--- START Information shown ---

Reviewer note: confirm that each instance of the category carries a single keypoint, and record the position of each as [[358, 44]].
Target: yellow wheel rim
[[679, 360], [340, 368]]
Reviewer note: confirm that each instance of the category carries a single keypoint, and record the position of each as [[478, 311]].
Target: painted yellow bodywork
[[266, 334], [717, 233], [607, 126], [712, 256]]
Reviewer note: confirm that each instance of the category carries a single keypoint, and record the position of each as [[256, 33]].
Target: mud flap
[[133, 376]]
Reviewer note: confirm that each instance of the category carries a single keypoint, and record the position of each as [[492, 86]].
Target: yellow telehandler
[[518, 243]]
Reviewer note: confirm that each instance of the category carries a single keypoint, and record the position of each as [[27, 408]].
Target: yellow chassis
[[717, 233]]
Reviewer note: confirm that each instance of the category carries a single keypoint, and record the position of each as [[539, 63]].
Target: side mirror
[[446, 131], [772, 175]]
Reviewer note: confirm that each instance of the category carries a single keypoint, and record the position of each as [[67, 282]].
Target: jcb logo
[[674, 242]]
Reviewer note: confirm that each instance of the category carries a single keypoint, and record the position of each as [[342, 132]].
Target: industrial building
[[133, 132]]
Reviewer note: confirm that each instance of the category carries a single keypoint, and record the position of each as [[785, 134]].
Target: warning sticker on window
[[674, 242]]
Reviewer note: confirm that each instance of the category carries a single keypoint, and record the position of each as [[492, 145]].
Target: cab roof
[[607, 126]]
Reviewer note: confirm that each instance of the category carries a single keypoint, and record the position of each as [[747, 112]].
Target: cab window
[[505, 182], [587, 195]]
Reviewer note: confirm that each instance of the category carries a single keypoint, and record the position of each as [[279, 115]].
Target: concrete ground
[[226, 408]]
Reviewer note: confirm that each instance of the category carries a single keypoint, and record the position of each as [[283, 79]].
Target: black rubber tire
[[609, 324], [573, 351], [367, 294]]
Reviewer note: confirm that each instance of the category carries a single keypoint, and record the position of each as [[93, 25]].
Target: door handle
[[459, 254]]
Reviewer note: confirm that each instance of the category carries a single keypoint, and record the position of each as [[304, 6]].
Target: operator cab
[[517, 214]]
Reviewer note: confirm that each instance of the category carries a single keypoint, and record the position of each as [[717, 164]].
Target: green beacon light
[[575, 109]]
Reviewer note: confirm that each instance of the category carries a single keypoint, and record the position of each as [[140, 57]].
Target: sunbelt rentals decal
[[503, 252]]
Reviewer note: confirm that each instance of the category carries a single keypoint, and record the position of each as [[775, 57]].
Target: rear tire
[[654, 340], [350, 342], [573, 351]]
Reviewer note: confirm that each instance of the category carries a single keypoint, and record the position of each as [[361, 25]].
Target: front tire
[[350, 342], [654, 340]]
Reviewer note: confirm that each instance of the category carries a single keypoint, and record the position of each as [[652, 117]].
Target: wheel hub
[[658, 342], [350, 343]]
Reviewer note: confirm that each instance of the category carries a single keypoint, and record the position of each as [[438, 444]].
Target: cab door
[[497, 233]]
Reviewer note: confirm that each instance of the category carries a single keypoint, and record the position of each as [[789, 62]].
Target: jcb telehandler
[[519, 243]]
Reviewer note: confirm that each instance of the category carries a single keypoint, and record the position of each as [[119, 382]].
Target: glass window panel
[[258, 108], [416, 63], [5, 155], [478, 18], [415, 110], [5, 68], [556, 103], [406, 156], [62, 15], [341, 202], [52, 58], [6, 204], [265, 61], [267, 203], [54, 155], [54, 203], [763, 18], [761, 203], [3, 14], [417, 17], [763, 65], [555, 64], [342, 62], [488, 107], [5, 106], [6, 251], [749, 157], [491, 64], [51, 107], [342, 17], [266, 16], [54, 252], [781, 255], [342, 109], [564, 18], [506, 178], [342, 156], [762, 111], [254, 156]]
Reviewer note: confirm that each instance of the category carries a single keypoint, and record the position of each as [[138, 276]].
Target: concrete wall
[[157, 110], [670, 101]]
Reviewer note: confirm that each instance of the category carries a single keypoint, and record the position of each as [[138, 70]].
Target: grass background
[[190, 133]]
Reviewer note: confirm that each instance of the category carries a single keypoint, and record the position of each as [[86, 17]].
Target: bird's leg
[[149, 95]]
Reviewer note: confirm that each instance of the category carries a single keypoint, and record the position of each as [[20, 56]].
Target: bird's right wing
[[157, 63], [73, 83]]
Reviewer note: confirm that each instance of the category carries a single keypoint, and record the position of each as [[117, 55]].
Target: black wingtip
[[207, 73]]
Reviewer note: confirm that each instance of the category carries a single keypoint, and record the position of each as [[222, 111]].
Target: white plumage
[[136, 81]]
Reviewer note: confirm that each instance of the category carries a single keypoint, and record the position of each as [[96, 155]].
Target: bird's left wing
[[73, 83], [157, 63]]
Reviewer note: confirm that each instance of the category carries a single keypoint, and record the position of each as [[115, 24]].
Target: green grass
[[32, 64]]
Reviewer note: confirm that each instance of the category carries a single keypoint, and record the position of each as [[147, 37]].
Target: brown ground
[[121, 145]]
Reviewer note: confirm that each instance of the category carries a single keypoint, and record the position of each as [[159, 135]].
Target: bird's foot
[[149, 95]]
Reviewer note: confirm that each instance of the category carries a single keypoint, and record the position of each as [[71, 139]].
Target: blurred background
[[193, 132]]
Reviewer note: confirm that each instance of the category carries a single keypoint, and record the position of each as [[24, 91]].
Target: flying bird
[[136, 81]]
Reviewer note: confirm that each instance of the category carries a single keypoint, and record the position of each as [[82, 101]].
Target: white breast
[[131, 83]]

--- END Information shown ---

• Your task:
Present the listing lines as a Markdown table with the columns No. and Line, numbering each row and leaving out blank lines. Start with the line that contains "as [[438, 444]]." and go on through the line that contains "[[73, 83], [157, 63]]", including both.

• Exercise solution:
| No. | Line |
|---|---|
| 1 | Reviewer note: confirm that each instance of the category carries a single keypoint, and record the position of each as [[438, 444]]. |
| 2 | Target: cab door |
| 3 | [[497, 233]] |
| 4 | Reviewer note: confirm that each instance of the category carries a single keypoint, and record the position of each as [[789, 62]]. |
| 5 | Target: jcb telehandler |
| 6 | [[519, 243]] |
| 7 | Reviewer note: confirm that each instance of the category carries a single keypoint, and record the position of each as [[119, 382]]. |
| 8 | Target: glass window panel |
| 9 | [[258, 108], [416, 63], [5, 155], [478, 18], [415, 110], [5, 68], [556, 103], [406, 156], [62, 15], [341, 202], [52, 58], [6, 204], [265, 61], [267, 203], [54, 155], [54, 203], [763, 18], [761, 203], [3, 14], [417, 17], [763, 65], [555, 64], [342, 62], [488, 107], [5, 106], [6, 251], [749, 157], [491, 64], [51, 107], [342, 17], [266, 16], [54, 252], [781, 255], [342, 109], [564, 18], [506, 178], [342, 156], [762, 111], [254, 156]] |
| 10 | Reviewer note: confirm that each instance of the category carries a single keypoint, and record the position of each as [[138, 276]]. |
| 11 | Target: concrete wall |
| 12 | [[157, 110], [670, 101]] |
| 13 | Reviewer note: confirm that each instance of the category carries a single keypoint, and record the position of each as [[138, 70]]. |
| 14 | Target: grass background |
| 15 | [[190, 133]] |
| 16 | Reviewer note: confirm that each instance of the category carries a single keypoint, and record the position of each as [[86, 17]]. |
| 17 | Target: bird's leg |
| 18 | [[149, 95]] |
| 19 | Reviewer note: confirm that each instance of the category carries a single keypoint, and record the position of each as [[20, 56]]. |
| 20 | Target: bird's right wing |
| 21 | [[157, 63], [73, 83]] |
| 22 | Reviewer note: confirm that each instance of the category carries a single keypoint, and record the position of each as [[117, 55]]. |
| 23 | Target: black wingtip |
| 24 | [[207, 73]] |
| 25 | Reviewer note: confirm that each instance of the category carries a single keypoint, and record the position of each as [[222, 111]]. |
| 26 | Target: white plumage |
| 27 | [[136, 81]] |
| 28 | Reviewer note: confirm that each instance of the category carries a single keypoint, and record the position of each as [[96, 155]]. |
| 29 | Target: bird's left wing |
| 30 | [[73, 83], [157, 63]] |